Exercise. Locate the string "webbed" in the listing below. Copy every line where it is found.

Data.
====

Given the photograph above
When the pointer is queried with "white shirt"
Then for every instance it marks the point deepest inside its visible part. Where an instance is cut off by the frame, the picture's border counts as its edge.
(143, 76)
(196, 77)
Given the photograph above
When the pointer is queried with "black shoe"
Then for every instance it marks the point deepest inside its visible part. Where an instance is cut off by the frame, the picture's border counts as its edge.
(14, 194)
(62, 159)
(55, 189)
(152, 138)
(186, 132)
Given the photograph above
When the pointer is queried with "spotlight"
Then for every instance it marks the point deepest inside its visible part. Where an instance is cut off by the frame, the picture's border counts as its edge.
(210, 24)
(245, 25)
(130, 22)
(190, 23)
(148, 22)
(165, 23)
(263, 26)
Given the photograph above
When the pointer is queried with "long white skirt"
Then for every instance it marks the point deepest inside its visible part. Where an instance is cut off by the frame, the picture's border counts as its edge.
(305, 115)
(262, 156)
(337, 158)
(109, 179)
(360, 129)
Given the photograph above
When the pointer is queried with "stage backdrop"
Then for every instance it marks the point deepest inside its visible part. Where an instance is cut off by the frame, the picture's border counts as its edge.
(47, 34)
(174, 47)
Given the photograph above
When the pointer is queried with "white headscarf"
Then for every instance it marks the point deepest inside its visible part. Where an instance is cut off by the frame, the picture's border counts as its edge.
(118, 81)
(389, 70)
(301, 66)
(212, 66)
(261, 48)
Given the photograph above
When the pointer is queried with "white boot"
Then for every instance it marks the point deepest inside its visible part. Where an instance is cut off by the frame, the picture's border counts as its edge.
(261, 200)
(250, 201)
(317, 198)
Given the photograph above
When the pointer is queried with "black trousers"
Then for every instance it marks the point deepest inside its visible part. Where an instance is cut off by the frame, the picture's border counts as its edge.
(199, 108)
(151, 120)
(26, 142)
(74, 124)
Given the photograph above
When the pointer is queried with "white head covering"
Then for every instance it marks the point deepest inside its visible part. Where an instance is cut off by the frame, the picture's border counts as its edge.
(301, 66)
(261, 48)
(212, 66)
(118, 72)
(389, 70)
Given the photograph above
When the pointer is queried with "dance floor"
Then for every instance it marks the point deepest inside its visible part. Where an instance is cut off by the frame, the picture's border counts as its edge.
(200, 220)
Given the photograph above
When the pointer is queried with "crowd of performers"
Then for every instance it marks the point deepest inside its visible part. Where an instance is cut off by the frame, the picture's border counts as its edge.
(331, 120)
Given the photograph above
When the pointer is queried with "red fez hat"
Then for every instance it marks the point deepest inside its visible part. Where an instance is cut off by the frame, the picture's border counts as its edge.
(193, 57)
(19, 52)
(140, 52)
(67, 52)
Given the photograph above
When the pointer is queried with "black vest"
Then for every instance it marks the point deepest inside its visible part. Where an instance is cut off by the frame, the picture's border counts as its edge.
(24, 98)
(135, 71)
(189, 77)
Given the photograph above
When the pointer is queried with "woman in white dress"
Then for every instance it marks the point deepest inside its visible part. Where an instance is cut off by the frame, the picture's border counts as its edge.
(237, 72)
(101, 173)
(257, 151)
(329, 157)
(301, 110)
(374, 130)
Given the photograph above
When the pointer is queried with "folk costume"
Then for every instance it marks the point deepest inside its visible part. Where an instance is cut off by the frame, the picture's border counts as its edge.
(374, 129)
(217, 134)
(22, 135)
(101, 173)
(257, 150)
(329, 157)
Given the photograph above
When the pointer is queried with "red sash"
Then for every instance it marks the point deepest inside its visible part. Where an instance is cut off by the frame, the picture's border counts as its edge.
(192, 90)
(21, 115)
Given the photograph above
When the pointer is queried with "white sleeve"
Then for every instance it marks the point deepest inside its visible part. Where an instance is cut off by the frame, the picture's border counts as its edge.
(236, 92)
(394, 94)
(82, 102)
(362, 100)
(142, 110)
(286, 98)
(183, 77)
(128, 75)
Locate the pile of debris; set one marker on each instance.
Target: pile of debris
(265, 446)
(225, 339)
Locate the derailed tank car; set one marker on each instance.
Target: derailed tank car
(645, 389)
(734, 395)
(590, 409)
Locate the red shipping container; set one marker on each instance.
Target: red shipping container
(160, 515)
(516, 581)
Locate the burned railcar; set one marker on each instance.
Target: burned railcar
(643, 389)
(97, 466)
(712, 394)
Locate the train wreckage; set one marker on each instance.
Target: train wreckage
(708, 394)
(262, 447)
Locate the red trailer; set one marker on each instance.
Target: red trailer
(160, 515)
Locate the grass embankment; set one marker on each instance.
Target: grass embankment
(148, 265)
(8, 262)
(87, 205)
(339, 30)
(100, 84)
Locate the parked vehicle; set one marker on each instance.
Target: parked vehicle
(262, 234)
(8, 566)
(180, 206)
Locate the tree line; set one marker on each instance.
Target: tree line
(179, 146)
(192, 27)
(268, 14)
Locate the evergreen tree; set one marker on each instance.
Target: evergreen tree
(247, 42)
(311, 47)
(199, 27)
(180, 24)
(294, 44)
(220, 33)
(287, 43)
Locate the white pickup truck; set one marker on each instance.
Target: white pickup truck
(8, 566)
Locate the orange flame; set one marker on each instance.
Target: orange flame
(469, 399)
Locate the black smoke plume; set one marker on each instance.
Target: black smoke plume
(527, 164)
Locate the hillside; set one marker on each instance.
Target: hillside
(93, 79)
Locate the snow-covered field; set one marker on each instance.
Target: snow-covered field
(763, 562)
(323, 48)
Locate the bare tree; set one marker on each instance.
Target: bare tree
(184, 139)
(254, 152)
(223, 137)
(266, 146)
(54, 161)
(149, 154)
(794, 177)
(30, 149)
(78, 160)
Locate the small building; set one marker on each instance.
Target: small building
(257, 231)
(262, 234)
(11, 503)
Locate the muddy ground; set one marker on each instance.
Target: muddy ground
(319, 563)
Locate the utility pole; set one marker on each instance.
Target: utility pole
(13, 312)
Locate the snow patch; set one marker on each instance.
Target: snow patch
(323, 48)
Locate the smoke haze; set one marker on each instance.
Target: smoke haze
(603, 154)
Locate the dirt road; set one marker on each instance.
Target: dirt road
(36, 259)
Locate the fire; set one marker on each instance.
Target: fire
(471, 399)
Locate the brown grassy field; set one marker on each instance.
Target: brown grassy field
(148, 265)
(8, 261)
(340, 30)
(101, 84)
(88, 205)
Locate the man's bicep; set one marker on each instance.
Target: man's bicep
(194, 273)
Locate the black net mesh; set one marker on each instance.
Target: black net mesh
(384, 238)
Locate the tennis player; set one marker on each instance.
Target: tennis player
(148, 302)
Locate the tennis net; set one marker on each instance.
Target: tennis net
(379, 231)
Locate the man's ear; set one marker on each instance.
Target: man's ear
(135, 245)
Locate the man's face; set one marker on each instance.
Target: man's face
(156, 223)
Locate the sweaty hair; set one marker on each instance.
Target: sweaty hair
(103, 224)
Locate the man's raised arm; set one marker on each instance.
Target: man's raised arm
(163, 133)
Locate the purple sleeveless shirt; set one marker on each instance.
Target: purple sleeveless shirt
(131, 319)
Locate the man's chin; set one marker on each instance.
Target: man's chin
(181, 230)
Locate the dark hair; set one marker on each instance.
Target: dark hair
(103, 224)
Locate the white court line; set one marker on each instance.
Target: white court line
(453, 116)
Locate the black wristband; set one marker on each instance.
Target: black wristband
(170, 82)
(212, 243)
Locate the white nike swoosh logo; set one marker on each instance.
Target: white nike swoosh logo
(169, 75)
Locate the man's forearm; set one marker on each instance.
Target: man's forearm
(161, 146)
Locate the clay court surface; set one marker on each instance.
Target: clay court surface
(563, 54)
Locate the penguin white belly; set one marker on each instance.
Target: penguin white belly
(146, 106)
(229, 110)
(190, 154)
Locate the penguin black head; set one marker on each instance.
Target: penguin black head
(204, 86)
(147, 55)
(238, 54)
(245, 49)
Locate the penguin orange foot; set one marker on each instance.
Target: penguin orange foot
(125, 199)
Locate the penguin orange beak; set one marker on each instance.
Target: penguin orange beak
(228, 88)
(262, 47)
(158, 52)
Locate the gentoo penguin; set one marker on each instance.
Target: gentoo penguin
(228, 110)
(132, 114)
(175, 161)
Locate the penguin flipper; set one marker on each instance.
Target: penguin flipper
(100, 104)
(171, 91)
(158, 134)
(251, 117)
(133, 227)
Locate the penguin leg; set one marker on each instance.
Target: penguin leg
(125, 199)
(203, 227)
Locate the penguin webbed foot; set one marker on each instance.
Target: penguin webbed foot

====

Solution to this task.
Locate the penguin webbed foot; set one marker on each instance.
Target: penguin webbed foot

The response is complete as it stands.